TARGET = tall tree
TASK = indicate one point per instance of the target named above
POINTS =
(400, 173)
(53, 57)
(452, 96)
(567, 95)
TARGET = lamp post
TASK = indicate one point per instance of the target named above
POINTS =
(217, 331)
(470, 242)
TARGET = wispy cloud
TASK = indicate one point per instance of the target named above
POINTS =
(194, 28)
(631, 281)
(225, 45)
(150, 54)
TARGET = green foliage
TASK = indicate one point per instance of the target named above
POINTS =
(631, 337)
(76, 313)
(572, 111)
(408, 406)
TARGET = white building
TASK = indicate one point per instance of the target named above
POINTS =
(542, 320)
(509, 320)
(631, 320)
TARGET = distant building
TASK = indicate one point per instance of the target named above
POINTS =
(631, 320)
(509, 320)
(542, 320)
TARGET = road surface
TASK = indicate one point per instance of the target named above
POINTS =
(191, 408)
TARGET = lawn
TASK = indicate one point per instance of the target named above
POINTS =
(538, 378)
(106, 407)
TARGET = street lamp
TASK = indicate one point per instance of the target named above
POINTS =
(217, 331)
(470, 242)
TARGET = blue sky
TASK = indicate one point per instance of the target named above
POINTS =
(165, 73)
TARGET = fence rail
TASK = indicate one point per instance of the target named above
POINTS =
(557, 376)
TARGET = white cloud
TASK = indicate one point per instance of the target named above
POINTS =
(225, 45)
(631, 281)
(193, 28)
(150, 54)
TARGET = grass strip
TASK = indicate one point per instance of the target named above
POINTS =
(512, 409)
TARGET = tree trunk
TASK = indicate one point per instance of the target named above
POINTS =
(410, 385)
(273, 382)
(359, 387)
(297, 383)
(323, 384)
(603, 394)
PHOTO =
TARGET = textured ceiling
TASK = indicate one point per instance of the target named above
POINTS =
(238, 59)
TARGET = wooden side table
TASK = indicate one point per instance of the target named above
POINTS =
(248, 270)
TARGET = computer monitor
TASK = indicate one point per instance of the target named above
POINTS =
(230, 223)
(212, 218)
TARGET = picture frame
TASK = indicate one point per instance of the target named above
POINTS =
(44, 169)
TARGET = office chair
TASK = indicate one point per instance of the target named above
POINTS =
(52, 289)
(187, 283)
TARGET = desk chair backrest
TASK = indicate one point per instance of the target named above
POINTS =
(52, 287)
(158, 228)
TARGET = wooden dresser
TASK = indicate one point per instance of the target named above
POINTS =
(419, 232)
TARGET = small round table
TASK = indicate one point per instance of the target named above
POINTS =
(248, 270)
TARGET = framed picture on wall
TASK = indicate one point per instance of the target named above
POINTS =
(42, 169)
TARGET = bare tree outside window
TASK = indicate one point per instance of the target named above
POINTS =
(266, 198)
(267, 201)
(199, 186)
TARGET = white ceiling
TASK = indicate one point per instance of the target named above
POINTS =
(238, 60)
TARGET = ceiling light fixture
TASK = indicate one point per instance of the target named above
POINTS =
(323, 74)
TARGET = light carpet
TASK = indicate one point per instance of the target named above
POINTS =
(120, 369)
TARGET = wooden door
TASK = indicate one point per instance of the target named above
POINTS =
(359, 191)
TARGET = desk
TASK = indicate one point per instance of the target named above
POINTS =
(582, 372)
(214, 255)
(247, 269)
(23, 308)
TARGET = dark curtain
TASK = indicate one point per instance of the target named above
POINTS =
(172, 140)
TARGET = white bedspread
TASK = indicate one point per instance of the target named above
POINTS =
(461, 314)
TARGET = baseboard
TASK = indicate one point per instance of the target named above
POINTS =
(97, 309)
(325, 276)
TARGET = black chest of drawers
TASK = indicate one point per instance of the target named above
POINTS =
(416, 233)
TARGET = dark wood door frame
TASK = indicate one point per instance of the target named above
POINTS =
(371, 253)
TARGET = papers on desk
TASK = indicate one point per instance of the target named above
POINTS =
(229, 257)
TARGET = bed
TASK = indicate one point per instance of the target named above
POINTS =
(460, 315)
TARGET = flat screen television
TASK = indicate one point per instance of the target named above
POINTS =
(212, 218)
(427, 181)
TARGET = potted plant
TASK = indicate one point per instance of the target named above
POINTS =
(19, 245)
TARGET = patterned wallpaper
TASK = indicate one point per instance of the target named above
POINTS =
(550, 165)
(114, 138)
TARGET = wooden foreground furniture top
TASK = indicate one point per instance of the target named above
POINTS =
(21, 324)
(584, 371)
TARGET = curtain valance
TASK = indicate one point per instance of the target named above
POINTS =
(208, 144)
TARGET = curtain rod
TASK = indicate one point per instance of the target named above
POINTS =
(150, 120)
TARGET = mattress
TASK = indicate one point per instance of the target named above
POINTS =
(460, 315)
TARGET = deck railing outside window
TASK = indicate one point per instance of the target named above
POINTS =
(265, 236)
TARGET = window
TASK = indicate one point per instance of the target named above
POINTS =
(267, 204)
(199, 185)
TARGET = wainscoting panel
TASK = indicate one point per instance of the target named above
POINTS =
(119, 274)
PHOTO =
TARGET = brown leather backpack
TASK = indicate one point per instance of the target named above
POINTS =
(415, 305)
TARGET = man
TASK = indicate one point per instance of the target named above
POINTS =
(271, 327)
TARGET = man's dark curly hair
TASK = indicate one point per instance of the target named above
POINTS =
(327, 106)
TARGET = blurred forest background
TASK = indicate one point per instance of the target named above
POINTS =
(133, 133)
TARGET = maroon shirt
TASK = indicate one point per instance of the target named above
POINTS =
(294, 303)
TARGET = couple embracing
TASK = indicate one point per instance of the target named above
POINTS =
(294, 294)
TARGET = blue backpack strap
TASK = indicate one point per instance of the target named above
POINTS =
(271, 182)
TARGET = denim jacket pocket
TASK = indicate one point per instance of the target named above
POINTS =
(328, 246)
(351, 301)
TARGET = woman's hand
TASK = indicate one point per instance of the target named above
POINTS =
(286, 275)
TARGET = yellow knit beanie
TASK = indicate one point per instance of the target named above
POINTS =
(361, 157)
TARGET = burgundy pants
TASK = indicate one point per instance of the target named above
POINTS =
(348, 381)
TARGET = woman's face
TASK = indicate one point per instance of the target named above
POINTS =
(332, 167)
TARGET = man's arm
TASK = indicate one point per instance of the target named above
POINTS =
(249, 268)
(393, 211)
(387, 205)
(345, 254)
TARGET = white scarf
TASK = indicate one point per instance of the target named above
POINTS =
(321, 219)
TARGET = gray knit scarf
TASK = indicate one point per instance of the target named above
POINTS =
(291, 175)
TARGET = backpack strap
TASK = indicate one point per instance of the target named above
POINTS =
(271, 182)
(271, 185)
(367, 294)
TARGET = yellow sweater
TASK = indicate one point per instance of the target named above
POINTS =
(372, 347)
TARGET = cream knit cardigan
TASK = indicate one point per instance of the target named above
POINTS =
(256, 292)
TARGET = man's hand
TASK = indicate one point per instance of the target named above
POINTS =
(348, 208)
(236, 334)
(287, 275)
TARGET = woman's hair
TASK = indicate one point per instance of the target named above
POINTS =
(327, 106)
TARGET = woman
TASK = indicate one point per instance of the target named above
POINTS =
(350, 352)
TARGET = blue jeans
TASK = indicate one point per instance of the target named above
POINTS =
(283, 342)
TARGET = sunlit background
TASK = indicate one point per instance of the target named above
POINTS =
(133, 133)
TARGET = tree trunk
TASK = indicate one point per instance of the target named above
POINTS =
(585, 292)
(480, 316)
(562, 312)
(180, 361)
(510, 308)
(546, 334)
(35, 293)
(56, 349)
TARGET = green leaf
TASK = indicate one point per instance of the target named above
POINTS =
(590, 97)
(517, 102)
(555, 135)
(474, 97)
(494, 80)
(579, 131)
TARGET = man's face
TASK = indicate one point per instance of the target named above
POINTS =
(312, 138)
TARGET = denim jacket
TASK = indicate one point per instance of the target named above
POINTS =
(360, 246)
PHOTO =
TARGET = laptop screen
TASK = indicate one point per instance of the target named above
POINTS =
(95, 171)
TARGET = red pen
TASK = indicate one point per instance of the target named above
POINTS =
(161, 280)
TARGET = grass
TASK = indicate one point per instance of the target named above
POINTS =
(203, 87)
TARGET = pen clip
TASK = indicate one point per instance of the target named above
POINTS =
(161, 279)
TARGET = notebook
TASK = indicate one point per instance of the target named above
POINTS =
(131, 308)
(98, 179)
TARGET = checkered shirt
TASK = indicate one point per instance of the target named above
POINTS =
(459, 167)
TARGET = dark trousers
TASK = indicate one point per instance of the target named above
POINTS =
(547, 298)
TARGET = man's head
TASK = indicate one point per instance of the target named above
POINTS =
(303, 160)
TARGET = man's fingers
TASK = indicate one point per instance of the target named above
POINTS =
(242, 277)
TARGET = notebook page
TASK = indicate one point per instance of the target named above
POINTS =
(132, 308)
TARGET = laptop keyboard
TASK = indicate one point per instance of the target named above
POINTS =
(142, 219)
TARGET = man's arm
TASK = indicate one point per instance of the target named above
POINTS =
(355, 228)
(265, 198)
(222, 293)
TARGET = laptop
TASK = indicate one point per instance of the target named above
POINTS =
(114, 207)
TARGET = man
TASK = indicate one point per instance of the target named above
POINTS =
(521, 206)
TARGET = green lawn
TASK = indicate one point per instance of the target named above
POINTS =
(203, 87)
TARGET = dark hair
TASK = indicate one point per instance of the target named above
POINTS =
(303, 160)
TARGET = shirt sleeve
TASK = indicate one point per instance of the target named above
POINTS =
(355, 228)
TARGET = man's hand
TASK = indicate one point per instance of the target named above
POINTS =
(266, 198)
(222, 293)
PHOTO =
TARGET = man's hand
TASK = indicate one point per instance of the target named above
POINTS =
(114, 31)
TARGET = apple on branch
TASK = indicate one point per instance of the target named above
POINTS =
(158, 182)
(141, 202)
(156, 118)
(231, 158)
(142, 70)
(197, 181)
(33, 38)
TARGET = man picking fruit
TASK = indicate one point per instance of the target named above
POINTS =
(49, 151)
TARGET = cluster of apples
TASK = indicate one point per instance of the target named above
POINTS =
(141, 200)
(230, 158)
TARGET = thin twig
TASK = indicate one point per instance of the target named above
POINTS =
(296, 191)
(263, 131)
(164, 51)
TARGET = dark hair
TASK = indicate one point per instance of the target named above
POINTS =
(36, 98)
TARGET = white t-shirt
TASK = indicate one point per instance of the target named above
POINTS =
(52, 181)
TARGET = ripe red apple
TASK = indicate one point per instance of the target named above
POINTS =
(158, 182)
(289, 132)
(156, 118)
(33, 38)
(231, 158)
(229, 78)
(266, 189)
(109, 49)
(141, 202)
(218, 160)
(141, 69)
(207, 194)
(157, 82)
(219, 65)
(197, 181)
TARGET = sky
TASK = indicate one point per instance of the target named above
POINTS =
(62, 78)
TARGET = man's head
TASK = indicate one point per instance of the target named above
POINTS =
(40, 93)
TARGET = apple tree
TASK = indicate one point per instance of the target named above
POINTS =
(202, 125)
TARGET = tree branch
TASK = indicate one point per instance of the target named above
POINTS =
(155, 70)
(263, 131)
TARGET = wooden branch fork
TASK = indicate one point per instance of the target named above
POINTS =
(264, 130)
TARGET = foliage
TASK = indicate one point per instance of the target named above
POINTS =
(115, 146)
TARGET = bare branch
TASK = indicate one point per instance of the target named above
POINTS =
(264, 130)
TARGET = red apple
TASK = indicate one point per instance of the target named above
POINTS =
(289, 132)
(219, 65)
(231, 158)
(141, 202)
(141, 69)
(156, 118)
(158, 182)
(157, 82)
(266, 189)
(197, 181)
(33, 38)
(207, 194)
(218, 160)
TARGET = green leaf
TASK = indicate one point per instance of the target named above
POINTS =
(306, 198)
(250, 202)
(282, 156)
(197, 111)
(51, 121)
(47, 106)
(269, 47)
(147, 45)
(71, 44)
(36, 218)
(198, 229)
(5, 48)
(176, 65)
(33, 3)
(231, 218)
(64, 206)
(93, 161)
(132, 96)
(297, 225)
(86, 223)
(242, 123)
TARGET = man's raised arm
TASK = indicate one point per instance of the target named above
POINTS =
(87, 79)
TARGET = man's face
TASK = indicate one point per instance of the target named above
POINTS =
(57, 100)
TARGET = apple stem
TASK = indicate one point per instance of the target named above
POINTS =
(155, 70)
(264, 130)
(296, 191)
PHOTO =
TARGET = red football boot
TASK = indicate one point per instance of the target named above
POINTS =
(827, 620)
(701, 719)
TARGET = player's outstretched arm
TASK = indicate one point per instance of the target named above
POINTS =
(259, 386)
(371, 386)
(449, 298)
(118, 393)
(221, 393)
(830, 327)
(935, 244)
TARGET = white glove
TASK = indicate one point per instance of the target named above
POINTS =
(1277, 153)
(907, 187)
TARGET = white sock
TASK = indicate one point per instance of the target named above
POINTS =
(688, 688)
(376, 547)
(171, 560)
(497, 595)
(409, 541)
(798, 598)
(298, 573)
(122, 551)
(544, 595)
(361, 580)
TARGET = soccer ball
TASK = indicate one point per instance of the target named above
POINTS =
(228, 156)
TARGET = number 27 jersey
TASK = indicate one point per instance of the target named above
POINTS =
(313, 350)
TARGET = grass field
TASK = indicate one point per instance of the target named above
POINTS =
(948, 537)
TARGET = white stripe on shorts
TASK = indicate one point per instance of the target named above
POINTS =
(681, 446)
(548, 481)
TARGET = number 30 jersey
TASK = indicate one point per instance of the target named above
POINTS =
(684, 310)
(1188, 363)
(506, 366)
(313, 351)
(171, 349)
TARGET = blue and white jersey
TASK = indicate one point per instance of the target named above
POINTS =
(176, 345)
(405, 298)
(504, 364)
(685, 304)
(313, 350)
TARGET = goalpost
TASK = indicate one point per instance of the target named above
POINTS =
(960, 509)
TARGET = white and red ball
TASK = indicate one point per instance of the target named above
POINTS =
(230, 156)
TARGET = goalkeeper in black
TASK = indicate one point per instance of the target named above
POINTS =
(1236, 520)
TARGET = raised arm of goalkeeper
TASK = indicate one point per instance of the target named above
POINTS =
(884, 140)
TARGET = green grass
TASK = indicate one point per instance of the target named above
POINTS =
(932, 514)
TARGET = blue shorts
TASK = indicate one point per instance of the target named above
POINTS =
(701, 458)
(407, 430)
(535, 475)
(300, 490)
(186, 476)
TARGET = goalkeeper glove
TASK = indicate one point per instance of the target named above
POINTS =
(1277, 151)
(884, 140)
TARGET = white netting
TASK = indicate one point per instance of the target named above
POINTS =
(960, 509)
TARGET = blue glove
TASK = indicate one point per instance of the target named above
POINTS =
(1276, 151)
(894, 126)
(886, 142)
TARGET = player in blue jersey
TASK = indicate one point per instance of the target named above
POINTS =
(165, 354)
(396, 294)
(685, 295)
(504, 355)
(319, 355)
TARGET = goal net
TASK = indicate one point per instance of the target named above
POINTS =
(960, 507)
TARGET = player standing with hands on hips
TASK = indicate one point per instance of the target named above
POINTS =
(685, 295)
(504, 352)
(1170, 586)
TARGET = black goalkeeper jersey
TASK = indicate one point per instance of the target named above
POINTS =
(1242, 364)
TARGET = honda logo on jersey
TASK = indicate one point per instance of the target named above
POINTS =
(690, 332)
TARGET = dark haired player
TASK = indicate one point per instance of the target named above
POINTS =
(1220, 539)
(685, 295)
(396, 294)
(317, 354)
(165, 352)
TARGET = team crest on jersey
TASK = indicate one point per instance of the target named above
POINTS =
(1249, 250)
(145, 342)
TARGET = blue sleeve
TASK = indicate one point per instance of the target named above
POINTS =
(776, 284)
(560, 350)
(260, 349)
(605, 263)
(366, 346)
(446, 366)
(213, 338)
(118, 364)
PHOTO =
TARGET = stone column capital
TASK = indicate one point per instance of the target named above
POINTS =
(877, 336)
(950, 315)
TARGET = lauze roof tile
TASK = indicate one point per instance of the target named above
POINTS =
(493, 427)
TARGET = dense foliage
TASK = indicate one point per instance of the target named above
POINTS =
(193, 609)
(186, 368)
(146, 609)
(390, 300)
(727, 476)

______________________________

Please copy out the lines exactly, from the line containing "TARGET = team crest on jersey" through the last line of the records, with both ends included.

TARGET = team crest on jersey
TASK = indicate one point per instance of the target named above
POINTS =
(1249, 250)
(145, 342)
TARGET = blue sleeve
TASK = indicate one point per instance of the target named above
POINTS =
(776, 284)
(560, 350)
(260, 349)
(605, 263)
(366, 346)
(446, 366)
(213, 338)
(118, 364)
PHOTO =
TARGET = stone column capital
TASK = indicate one point per instance of the target named above
POINTS =
(877, 336)
(950, 315)
TARGET = lauze roof tile
TASK = indicate one point per instance of the target named above
POINTS =
(493, 427)
TARGET = dense foliage
TASK = indicate one point per instance of the target named above
POINTS =
(193, 609)
(186, 368)
(146, 609)
(390, 300)
(727, 476)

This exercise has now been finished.